Stored items from a collection:
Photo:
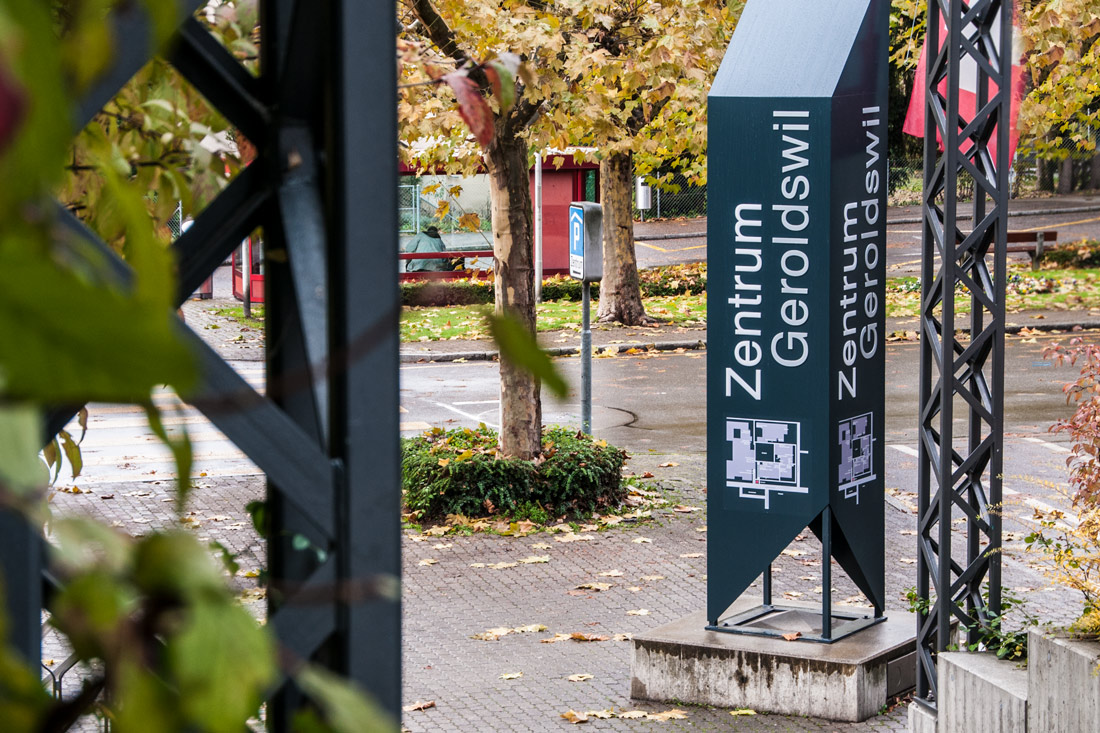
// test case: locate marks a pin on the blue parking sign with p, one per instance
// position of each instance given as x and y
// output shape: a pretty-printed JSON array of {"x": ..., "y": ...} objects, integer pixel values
[
  {"x": 576, "y": 242},
  {"x": 585, "y": 241}
]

● WHAT TO PRODUCE
Find each line in the records holding the string "instance" and show it.

● SOLUTION TO THIS TASK
// test case: locate marks a pin on the blue parking sign with p, one per instance
// position of each instance given as x and y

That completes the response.